**INSTRUCTIONS FOR THE TASK:** Which lines of the items below run from the line containing "Exercise. Point out the mountain ridge" through the line containing "[(184, 452), (288, 453), (577, 450), (840, 457), (584, 451)]"? Reproduce them word for word, both end lines included, and nothing else.

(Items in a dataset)
====

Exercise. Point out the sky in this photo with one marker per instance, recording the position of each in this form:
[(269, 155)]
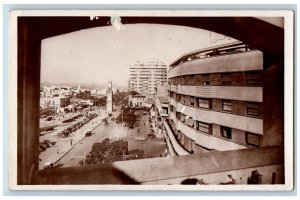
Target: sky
[(98, 55)]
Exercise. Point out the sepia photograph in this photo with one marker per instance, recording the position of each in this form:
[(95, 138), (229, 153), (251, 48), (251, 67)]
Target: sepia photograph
[(151, 100)]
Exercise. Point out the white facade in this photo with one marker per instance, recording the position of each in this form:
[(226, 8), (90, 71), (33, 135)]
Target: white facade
[(144, 77)]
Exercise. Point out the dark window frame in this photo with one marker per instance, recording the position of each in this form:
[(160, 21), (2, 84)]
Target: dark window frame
[(204, 100), (225, 105), (226, 132), (204, 126), (255, 135)]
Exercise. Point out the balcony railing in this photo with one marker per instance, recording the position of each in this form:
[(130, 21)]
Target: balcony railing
[(209, 168)]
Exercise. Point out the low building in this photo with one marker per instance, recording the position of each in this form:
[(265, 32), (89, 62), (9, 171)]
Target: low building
[(54, 102)]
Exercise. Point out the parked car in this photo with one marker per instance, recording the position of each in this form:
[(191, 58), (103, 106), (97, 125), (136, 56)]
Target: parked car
[(48, 119)]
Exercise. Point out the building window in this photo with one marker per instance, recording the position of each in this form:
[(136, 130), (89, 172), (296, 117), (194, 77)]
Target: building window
[(205, 78), (226, 79), (171, 108), (204, 103), (192, 79), (253, 139), (226, 132), (192, 101), (182, 118), (253, 109), (226, 105), (204, 128)]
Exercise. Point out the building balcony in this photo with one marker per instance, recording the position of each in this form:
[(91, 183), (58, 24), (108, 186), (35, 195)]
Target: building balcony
[(212, 168), (221, 92), (248, 124)]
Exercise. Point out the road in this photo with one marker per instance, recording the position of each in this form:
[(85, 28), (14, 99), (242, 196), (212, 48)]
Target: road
[(151, 147)]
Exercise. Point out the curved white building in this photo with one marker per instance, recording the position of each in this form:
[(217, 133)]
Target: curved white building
[(216, 99)]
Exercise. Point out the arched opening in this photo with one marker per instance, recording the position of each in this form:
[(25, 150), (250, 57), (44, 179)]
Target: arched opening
[(32, 30)]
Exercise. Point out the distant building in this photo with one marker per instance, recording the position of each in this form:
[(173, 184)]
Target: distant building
[(109, 94), (145, 76), (54, 102), (136, 101)]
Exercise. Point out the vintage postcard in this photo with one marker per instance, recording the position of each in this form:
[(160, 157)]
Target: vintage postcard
[(151, 100)]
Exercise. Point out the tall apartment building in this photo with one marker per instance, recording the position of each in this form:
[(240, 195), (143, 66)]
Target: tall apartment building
[(109, 96), (144, 76), (217, 101)]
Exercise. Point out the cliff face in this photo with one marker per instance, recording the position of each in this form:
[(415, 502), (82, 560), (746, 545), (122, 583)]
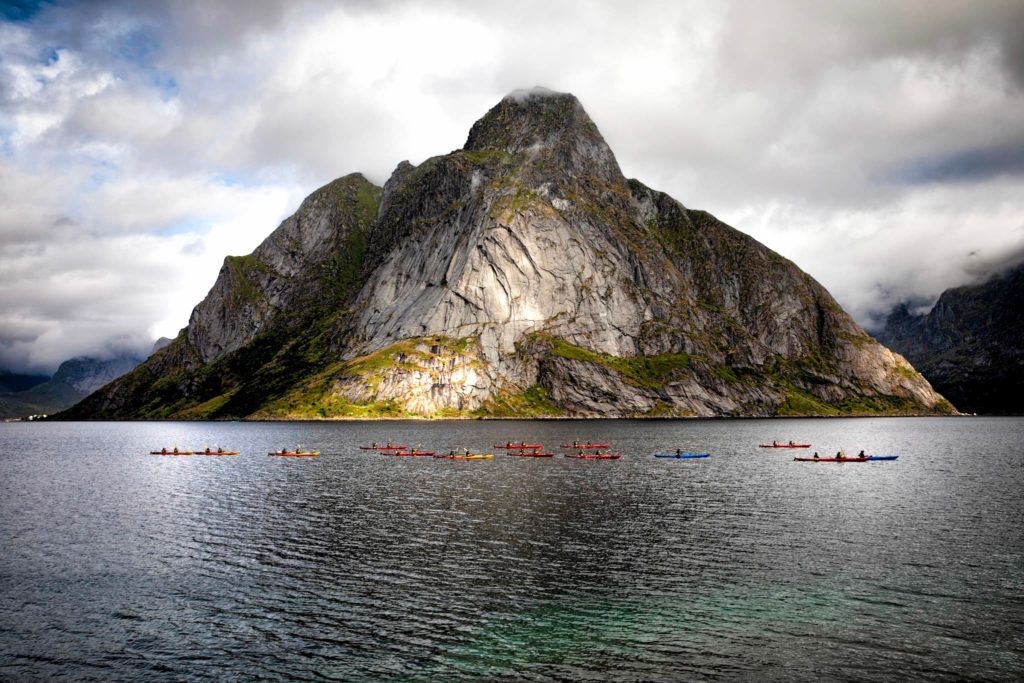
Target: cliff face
[(522, 274), (970, 344)]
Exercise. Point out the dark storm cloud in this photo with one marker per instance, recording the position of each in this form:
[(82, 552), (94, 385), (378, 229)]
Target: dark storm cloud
[(969, 165)]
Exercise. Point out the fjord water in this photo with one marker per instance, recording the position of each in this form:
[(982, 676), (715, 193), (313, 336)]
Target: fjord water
[(120, 565)]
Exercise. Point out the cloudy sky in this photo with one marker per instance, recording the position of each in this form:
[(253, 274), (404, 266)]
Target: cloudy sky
[(878, 144)]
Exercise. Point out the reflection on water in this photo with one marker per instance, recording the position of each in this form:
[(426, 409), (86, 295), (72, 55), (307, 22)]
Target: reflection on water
[(120, 565)]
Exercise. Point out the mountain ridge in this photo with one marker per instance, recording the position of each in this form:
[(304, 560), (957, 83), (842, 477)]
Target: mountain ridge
[(969, 344), (522, 274)]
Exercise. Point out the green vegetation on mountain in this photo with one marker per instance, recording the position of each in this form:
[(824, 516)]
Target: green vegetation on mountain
[(522, 275)]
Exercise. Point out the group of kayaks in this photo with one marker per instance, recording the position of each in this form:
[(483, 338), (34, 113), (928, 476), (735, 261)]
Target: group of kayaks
[(184, 452), (288, 453), (577, 450), (840, 457), (584, 451)]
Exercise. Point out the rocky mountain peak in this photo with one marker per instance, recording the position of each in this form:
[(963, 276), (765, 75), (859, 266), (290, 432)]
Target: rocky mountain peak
[(552, 127), (519, 275)]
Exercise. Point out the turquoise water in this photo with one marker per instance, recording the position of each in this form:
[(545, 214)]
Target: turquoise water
[(747, 565)]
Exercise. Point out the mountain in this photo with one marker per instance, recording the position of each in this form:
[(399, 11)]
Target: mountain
[(520, 275), (18, 382), (74, 380), (971, 344)]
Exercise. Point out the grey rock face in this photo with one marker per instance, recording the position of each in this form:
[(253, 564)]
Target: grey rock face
[(523, 267), (286, 271)]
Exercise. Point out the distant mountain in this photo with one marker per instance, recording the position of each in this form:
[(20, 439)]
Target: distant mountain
[(971, 344), (74, 380), (16, 382), (520, 275)]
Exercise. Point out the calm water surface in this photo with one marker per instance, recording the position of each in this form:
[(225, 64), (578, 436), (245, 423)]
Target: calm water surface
[(120, 565)]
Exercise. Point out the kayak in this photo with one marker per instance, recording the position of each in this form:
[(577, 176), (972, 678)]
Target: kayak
[(833, 460)]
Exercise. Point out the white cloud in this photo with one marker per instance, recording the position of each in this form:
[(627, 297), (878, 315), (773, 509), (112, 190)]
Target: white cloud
[(881, 146)]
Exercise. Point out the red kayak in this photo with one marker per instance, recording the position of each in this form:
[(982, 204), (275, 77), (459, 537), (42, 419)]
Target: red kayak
[(832, 460)]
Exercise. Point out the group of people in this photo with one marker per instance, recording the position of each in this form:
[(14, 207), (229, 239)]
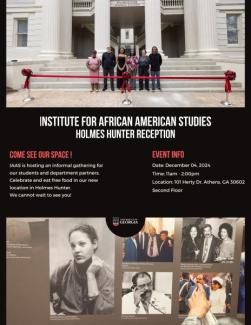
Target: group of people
[(143, 299), (203, 247), (217, 291), (149, 247), (143, 66)]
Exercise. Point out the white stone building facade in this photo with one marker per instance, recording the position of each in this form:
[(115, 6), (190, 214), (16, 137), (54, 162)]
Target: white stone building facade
[(51, 29)]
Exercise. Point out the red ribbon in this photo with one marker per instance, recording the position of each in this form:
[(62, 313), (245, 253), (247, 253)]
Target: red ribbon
[(27, 73), (230, 75), (125, 85)]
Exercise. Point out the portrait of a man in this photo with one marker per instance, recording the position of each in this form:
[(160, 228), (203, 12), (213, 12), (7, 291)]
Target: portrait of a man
[(145, 295)]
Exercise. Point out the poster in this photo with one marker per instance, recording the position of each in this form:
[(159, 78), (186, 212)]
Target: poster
[(125, 158)]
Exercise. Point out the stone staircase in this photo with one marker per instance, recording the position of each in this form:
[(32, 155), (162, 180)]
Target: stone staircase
[(170, 67)]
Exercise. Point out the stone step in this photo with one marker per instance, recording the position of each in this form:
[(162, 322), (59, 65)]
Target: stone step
[(166, 62), (206, 85), (83, 61), (163, 68), (162, 72), (86, 80), (211, 89)]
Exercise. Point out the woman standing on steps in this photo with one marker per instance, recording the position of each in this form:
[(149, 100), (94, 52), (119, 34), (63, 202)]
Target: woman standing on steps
[(93, 63), (121, 65)]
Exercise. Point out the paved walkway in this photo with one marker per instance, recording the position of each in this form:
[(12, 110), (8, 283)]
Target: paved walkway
[(60, 98)]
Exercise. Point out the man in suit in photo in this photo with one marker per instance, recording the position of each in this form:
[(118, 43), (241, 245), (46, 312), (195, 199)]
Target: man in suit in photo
[(165, 248), (131, 250), (200, 278), (142, 241), (153, 246), (210, 245)]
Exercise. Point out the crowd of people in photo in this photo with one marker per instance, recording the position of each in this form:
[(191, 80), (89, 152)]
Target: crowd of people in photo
[(217, 290), (201, 246), (149, 247), (142, 66)]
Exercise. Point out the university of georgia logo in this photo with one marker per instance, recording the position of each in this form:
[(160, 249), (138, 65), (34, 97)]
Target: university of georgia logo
[(115, 222)]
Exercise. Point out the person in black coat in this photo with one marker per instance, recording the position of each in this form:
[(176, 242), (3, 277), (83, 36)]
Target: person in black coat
[(165, 248), (209, 247), (108, 64), (191, 245), (153, 246), (142, 239), (155, 62)]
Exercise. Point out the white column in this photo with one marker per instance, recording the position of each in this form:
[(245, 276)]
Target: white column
[(102, 25), (190, 27), (57, 29), (153, 25), (206, 19)]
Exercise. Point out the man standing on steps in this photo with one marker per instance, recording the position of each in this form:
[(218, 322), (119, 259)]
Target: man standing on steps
[(108, 64), (155, 62)]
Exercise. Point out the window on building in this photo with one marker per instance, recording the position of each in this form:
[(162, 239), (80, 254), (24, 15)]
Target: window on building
[(233, 28), (22, 32)]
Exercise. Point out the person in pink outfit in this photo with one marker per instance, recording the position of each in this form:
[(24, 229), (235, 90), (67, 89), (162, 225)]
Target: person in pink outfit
[(93, 63)]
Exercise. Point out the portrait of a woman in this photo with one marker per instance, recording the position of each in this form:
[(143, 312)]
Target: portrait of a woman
[(83, 285), (191, 245), (226, 248)]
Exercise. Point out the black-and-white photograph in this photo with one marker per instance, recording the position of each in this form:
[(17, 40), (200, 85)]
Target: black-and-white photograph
[(208, 240), (154, 242), (217, 288), (146, 293), (81, 266), (242, 286), (25, 231)]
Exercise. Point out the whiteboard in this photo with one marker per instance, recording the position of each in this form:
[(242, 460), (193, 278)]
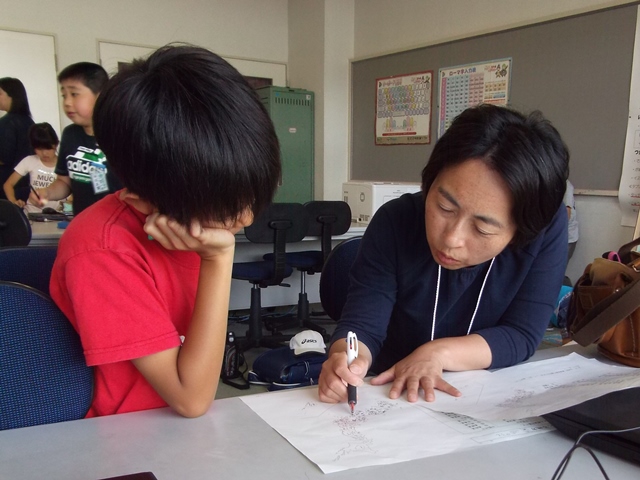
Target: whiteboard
[(111, 54), (31, 58)]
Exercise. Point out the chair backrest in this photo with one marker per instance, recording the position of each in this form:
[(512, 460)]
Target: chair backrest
[(28, 265), (334, 280), (43, 374), (15, 229), (328, 218), (279, 224)]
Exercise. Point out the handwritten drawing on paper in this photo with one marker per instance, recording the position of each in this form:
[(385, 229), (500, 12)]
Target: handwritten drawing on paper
[(382, 431), (536, 388)]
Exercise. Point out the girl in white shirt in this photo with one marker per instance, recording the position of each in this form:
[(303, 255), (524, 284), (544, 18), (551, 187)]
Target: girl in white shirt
[(40, 167)]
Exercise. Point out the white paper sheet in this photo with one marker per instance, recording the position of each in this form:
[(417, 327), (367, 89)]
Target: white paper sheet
[(532, 389), (495, 407), (382, 431)]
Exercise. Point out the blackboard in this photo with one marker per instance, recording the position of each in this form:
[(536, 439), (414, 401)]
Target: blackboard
[(576, 70)]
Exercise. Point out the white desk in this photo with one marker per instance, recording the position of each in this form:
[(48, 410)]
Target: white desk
[(230, 441), (45, 233), (48, 233)]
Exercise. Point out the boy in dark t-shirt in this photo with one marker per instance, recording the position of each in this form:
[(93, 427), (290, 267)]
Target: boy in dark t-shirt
[(82, 168)]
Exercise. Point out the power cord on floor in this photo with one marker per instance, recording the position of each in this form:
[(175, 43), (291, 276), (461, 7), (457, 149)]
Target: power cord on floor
[(567, 458)]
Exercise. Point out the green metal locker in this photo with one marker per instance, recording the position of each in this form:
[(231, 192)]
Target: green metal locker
[(291, 110)]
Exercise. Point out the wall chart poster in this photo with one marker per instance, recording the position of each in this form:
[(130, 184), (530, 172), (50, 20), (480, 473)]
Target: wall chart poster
[(403, 109), (465, 86)]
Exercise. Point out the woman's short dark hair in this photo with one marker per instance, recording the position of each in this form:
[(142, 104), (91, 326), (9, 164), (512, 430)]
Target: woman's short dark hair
[(42, 135), (526, 151), (184, 130), (91, 75), (15, 89)]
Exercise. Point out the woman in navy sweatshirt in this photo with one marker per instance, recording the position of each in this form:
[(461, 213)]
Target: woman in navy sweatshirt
[(465, 274)]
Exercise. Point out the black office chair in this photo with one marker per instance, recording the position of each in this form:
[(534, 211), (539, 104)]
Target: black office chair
[(334, 281), (327, 218), (15, 229), (279, 224), (44, 377), (28, 265)]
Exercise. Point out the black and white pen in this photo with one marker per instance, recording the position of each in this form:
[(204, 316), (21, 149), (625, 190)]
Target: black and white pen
[(352, 354)]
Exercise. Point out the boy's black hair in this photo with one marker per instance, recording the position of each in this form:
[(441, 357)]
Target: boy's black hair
[(526, 151), (42, 135), (15, 89), (92, 75), (184, 130)]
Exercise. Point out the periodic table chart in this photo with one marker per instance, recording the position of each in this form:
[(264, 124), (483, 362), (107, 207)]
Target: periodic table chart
[(465, 86), (403, 109)]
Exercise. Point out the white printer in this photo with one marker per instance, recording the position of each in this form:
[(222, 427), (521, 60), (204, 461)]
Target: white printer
[(364, 198)]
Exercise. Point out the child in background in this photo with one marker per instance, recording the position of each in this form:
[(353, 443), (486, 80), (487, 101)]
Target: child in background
[(39, 167), (82, 167), (151, 264)]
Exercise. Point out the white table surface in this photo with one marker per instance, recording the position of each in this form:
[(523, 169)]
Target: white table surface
[(232, 442)]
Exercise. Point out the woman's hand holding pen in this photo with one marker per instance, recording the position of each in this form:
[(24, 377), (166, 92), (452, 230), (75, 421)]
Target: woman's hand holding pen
[(336, 374)]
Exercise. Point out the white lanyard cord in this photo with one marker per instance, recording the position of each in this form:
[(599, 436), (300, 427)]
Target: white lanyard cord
[(435, 307)]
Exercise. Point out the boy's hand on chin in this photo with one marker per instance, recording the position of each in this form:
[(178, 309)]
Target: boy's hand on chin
[(208, 242)]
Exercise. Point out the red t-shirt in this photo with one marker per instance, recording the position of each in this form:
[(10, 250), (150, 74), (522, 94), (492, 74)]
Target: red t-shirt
[(126, 296)]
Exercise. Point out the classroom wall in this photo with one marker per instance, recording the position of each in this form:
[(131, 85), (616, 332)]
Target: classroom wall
[(383, 27), (235, 28), (320, 49), (317, 38)]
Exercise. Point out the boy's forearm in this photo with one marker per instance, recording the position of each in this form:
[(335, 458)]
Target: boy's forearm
[(200, 358)]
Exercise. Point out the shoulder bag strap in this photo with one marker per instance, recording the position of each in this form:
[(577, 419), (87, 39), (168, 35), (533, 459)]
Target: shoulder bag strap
[(624, 252), (608, 313)]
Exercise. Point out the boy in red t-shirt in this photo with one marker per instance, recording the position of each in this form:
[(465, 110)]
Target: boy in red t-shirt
[(144, 274)]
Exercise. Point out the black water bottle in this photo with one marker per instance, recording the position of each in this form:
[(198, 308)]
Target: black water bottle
[(230, 367)]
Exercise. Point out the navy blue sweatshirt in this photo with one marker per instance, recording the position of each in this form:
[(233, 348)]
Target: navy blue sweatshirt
[(393, 284)]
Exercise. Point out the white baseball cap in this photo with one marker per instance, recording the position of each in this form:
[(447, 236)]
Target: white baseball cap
[(307, 341)]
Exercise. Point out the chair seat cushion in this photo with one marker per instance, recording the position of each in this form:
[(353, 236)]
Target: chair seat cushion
[(256, 272), (309, 259)]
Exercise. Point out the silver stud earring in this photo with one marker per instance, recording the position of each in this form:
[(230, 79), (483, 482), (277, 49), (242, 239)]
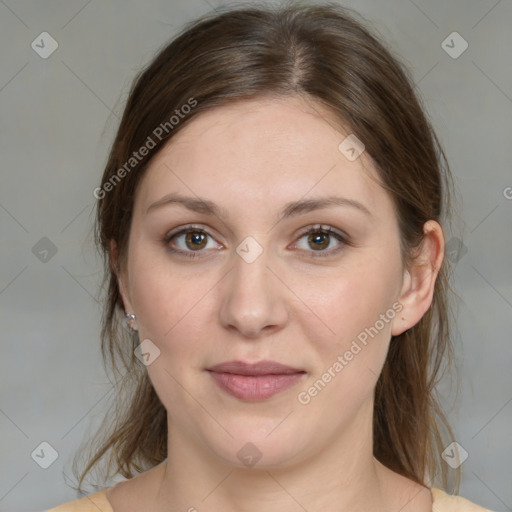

====

**TASK RESULT:**
Exercise. Point out the mountain ridge in this photo with one marker per instance, recording the position of each in this form:
[(304, 560), (957, 83), (842, 477)]
Target: mountain ridge
[(969, 344), (522, 274)]
Exercise. Point out the green vegetation on mountain in this photo with one marker per instance, recording the position of each in this form:
[(824, 516)]
Target: green vegetation on mountain
[(522, 275)]
Exercise. Point out the group of kayaks in this photo with one marker per instance, recording the position of each in this form:
[(483, 338), (34, 113), (928, 476), (735, 261)]
Target: group of kayaks
[(184, 452), (288, 453), (577, 450), (840, 457), (584, 451)]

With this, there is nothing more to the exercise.